(Stored dataset entries)

==*==

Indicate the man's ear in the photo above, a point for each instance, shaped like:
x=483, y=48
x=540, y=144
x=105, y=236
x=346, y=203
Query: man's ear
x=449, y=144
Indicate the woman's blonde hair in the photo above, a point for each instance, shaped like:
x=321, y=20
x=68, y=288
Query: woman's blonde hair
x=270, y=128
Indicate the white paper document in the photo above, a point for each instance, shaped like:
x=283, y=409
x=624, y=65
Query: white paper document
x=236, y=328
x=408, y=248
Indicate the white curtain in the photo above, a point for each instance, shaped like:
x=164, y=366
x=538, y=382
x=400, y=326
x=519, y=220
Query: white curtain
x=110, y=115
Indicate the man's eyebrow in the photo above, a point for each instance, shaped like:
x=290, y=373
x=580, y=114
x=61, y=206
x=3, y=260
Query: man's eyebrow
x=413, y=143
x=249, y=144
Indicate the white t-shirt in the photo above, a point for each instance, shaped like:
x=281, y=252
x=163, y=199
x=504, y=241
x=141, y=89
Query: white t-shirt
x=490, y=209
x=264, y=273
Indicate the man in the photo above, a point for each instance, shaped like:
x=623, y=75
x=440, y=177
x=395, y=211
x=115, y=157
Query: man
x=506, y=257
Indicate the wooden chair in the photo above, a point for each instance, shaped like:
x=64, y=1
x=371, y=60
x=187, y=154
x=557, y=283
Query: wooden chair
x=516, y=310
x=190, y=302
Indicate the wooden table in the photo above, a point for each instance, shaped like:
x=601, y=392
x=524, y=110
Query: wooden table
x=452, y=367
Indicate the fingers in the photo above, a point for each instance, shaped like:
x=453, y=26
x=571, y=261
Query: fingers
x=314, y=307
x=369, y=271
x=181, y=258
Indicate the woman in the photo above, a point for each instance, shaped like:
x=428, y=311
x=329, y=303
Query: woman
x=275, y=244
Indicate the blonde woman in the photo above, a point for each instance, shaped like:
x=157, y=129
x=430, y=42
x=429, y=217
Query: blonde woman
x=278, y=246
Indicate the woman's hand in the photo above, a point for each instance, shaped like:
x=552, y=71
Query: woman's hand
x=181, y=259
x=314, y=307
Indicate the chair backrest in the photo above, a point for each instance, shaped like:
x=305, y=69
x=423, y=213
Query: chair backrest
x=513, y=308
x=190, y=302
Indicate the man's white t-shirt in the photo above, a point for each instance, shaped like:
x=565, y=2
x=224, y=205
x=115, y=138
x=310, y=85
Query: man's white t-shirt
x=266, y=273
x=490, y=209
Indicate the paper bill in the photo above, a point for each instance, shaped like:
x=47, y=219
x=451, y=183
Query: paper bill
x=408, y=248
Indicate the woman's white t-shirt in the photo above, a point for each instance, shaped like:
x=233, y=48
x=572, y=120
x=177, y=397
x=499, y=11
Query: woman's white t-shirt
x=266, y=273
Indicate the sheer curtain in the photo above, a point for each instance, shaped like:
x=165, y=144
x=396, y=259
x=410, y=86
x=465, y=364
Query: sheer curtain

==*==

> _Your objective_
Copy all of the data above line for line, keeping every character unchanged.

> _Finished task_
Indicate the man's ear in the photo above, a point for each instance, shaped like:
x=483, y=48
x=540, y=144
x=105, y=236
x=346, y=203
Query: man's ear
x=449, y=144
Indicate the woman's blonde hair in the photo above, a point for each instance, shaped like:
x=321, y=20
x=68, y=288
Query: woman's blonde hair
x=270, y=128
Indicate the white paper document in the photo above, a point for each instance, shaped like:
x=283, y=409
x=624, y=65
Query: white paper document
x=236, y=328
x=408, y=248
Indicate the white curtain in the photo above, a point for each instance, shaped like:
x=164, y=366
x=538, y=382
x=400, y=326
x=519, y=220
Query: white curtain
x=110, y=115
Indicate the man's eyebrow in the photo above, a point for each instance, shaped like:
x=290, y=373
x=580, y=114
x=61, y=206
x=3, y=260
Query: man's eyebrow
x=413, y=143
x=249, y=144
Indicate the white t-shirt in the photo above, a point for each instance, shaped like:
x=281, y=252
x=163, y=199
x=504, y=241
x=141, y=89
Query: white t-shirt
x=490, y=209
x=264, y=273
Indicate the man in the photo above, a point for each instance, shaped like:
x=623, y=75
x=440, y=177
x=395, y=211
x=115, y=157
Query: man
x=506, y=257
Indicate the wooden chair in the photo above, a point for each instance, shaped like:
x=64, y=1
x=371, y=60
x=187, y=154
x=557, y=283
Query: wooden chair
x=516, y=310
x=190, y=302
Indicate the wooden table in the photo above, a point for each instance, shaped like:
x=601, y=392
x=524, y=110
Query: wooden table
x=452, y=367
Indicate the fingers in the photo above, a point for each instance, shaped like:
x=453, y=26
x=571, y=261
Query: fingers
x=314, y=307
x=369, y=271
x=181, y=258
Indicate the woman in the photo above, a point for each instance, shaped like:
x=428, y=311
x=329, y=303
Query: woman
x=275, y=244
Indicate the blonde woman in the photo above, a point for each instance, shaped like:
x=157, y=129
x=430, y=42
x=429, y=217
Query: blonde woman
x=278, y=246
Indicate the woman's hand in the photo above, a point for each instance, shaped like:
x=552, y=71
Query: woman's hand
x=181, y=259
x=314, y=307
Indicate the chair backrest in the photo above, a point for each instance, shaped like:
x=305, y=69
x=423, y=213
Query: chair backrest
x=513, y=308
x=190, y=302
Indicate the man's white t-shirt in the photo above, a point for each instance, shaped like:
x=565, y=2
x=224, y=205
x=115, y=138
x=310, y=85
Query: man's white t-shirt
x=266, y=273
x=490, y=209
Indicate the paper bill in the photo above, a point for each instance, shaped like:
x=47, y=219
x=451, y=183
Query: paper bill
x=408, y=248
Indicate the woman's white t-shirt in the photo above, a point for each instance, shaped like:
x=233, y=48
x=572, y=120
x=177, y=397
x=499, y=11
Query: woman's white t-shirt
x=266, y=273
Indicate the sheer curtain in the photo above, a point for each instance, shaped like:
x=165, y=144
x=396, y=259
x=410, y=86
x=465, y=364
Query: sheer curtain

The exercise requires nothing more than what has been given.